Restate the records below exactly. Pictures are not part of the copy.

[Dataset records]
----
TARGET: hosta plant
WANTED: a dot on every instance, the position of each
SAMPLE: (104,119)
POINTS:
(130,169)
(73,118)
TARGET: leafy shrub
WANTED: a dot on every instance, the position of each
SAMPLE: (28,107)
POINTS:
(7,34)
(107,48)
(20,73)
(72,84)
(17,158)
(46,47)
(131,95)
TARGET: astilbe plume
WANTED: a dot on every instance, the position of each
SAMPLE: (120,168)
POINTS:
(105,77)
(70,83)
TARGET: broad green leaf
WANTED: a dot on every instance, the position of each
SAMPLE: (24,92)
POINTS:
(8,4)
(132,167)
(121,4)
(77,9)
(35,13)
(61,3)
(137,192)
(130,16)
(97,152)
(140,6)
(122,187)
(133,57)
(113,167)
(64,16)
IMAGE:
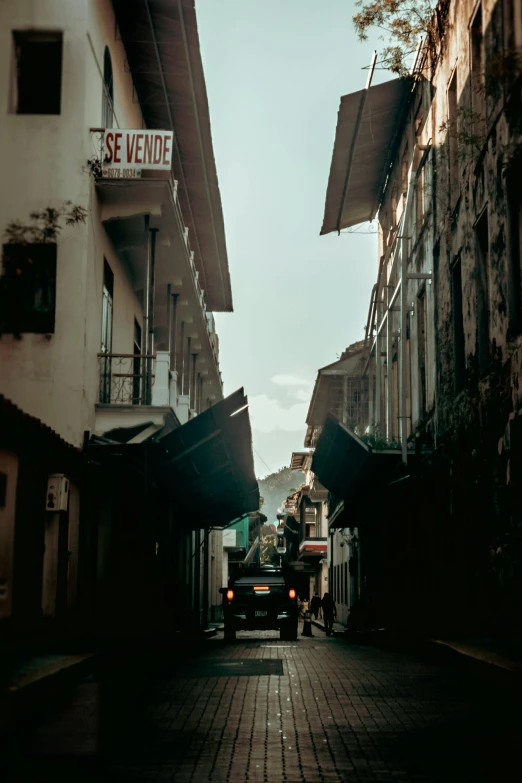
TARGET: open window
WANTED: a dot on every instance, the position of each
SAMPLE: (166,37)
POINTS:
(108,91)
(36,85)
(459,357)
(28,288)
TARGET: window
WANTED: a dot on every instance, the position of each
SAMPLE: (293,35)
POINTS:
(420,186)
(37,73)
(477,63)
(459,357)
(108,91)
(136,370)
(453,150)
(404,170)
(422,352)
(482,269)
(28,288)
(107,307)
(514,201)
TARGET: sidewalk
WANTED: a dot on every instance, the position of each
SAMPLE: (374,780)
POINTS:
(338,629)
(486,651)
(28,682)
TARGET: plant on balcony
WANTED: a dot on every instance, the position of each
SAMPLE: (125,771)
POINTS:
(44,225)
(28,274)
(402,22)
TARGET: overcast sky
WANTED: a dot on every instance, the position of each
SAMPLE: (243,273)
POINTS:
(275,71)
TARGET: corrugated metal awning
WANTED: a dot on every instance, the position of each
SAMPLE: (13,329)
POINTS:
(364,139)
(210,467)
(348,466)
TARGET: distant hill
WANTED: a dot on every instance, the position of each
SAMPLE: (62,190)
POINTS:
(275,488)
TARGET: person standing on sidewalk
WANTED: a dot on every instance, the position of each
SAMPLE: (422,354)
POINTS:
(329,613)
(315,606)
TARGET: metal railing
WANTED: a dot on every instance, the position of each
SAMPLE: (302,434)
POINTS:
(126,378)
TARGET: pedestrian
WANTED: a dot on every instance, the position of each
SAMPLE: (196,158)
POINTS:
(329,613)
(315,605)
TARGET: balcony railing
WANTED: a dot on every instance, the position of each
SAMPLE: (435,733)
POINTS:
(126,379)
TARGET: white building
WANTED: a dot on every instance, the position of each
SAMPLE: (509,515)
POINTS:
(107,330)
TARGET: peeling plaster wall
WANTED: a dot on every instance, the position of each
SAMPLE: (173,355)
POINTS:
(471,426)
(43,164)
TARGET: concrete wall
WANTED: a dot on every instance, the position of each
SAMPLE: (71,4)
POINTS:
(44,164)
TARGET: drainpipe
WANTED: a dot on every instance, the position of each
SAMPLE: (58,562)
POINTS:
(404,315)
(149,308)
(189,340)
(182,358)
(194,381)
(173,328)
(389,367)
(206,575)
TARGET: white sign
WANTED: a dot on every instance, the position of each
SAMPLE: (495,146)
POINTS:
(126,152)
(229,538)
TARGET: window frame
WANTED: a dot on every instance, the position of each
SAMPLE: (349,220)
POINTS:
(21,39)
(22,318)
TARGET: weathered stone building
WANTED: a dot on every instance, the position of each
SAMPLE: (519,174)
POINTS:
(438,156)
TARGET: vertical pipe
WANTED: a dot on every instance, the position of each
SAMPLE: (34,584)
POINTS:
(189,340)
(403,380)
(389,368)
(175,298)
(194,381)
(146,315)
(206,575)
(169,321)
(182,358)
(152,235)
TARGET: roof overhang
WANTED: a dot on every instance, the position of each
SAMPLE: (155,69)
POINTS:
(23,433)
(367,124)
(348,466)
(163,54)
(300,460)
(209,466)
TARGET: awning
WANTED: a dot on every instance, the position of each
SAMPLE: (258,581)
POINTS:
(163,55)
(209,465)
(348,466)
(364,143)
(298,460)
(25,434)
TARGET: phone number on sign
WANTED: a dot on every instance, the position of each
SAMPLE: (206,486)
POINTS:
(122,173)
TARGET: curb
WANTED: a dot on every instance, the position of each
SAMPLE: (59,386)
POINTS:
(321,628)
(36,691)
(480,656)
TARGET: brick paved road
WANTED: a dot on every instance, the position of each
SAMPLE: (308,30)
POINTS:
(263,710)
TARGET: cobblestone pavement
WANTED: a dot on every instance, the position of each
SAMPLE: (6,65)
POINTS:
(265,710)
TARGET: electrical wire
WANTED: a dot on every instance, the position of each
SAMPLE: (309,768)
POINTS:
(270,469)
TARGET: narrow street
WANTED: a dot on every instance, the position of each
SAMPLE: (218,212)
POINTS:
(264,710)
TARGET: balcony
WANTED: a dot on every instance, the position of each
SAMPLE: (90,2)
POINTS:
(137,389)
(311,547)
(126,379)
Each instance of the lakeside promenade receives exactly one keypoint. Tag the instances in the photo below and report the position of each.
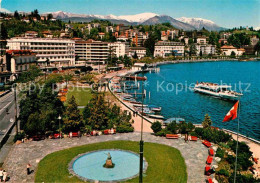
----
_TASK ANSWER_:
TARGET: hosta plant
WANTED: a dot on every instance, the position of each
SAMPLE: (104,119)
POINTS:
(130,169)
(73,118)
TARGET: leafy shrub
WANTED: a dot on every instance, the position of each
SAMPLE: (28,107)
POINTS:
(7,34)
(107,48)
(20,73)
(72,84)
(17,158)
(46,47)
(131,95)
TARGET: astilbe plume
WANTED: a dot on every instance, the position of each
SAMPLE: (120,168)
POINTS:
(105,77)
(70,83)
TARGET: broad green leaf
WANTED: a dot on every instance, the position of each
SAMPLE: (24,92)
POINTS:
(8,4)
(132,167)
(121,4)
(77,9)
(35,13)
(61,3)
(137,192)
(130,16)
(97,152)
(140,6)
(122,187)
(133,57)
(113,167)
(64,16)
IMAGE:
TARGET: open window
WANTED: a dot on every instance, the position of each
SAMPLE: (166,37)
POINTS:
(108,91)
(36,85)
(459,357)
(28,288)
TARGET: window
WANTED: a dot on every instance, the position of each
SAMPLE: (293,35)
POINTS:
(420,186)
(37,73)
(477,63)
(459,357)
(108,91)
(136,370)
(453,150)
(404,170)
(422,352)
(482,269)
(28,288)
(107,307)
(514,201)
TARGET: sidewalk
WANTED: a dot on every instance, the position of each
SAMPLE: (374,780)
POINTS:
(338,629)
(486,651)
(28,682)
TARGET: plant on balcony
WANTED: a dot on every instance, the position of each
SAMPLE: (125,771)
POINTS:
(44,225)
(28,274)
(402,22)
TARGET: overcast sky
WANTED: a dot on every instance, the position of each
SAMPLE: (243,273)
POINTS:
(275,71)
TARGET: corrugated metal awning
WANTED: a dot on every instance, the position of each
SAMPLE: (13,329)
POINTS:
(364,139)
(210,467)
(348,466)
TARGET: distant hill
WANTED: a dot on every instance, the position of each
SAMPLE: (62,190)
POINTS:
(275,488)
TARGET: person standing on sidewalk
WANTED: a dot on every instance, the position of each
SAMPLE: (422,354)
POINTS:
(329,613)
(315,606)
TARGET: metal railing
WANTED: a dot on every instance, the position of each
SAMPLE: (302,434)
POINTS:
(126,378)
TARGET: pedestrian
WANTED: a dot on every instance, the position of each
SAMPLE: (196,158)
POINTS:
(329,613)
(315,605)
TARGET: balcony railing
WANTED: a dot on every instance, the position of each
SAMPLE: (435,733)
POINTS:
(126,379)
TARGET: white building
WANTED: a dot on every instance, the position of each
SAMPLE: (509,515)
POINTS:
(107,330)
TARGET: peeling plaster wall
WANTED: a dot on every instance, the position of each
SAMPLE: (173,355)
POINTS:
(471,426)
(43,164)
TARGET: concrete wall
WANTED: a dot on every instance, the position of each
SAMPLE: (71,4)
POINTS:
(44,164)
TARGET: drainpipe
WANTED: a dot on every instance, the position of each
SAMPLE: (58,562)
POINTS:
(404,315)
(149,308)
(189,340)
(182,358)
(194,381)
(173,328)
(389,367)
(206,575)
TARGET: white sign
WANTED: a dot on every instance, the position of each
SAMPLE: (495,146)
POINTS:
(126,152)
(229,538)
TARGET: window frame
WANTED: a dot on every instance, the position of each
SAMPLE: (349,220)
POINTS:
(21,39)
(22,318)
TARGET: weathered stone building
WANTED: a dot on every instance, the position of each
SAMPLE: (519,174)
POINTS:
(438,156)
TARGET: vertical pipe
WANTED: a dot on every instance, the position of each
SAMPLE: (34,584)
POINTS:
(189,340)
(403,380)
(389,368)
(175,298)
(194,381)
(146,315)
(206,575)
(169,321)
(182,358)
(152,235)
TARGET: roof overhang
WANTED: a dot on every instance, the position of each
SAMPLE: (155,69)
POINTS:
(23,433)
(367,124)
(348,466)
(163,54)
(300,460)
(209,466)
TARGET: awning
WANTED: a dot on every instance, the position of each
SAMPLE: (258,581)
POINTS:
(163,55)
(209,465)
(348,466)
(364,143)
(298,460)
(25,434)
TARGET: phone number on sign
WANTED: a dot on every instance, the position of each
SAMPLE: (206,486)
POINTS:
(122,173)
TARGET: curb
WANTED: a dot on every instance, the position of each
SAMPLE: (59,386)
POINTS:
(321,628)
(36,691)
(480,656)
TARGET: brick paved road
WANTED: a dot on every instance, the position of each
SAMPLE: (308,30)
POINTS:
(263,710)
TARGET: cobblestone pavement
WANTED: a dot on every instance, the position of each
SAMPLE: (6,65)
POINTS:
(265,710)
TARGET: electrical wire
WANTED: a dot on every instance, the position of each
SAMPLE: (309,768)
POINTS:
(270,469)
TARGET: narrow street
WANTED: a dot on every instance, the position of each
SAMPLE: (218,212)
POINTS:
(264,710)
TARGET: balcony
WANTED: a dot on every instance, the position of each
SAMPLE: (90,2)
POINTS:
(137,389)
(311,547)
(126,379)
Each instance of the lakeside promenade receives exactly one keypoint. Tag the instances in the photo below and report the position of each.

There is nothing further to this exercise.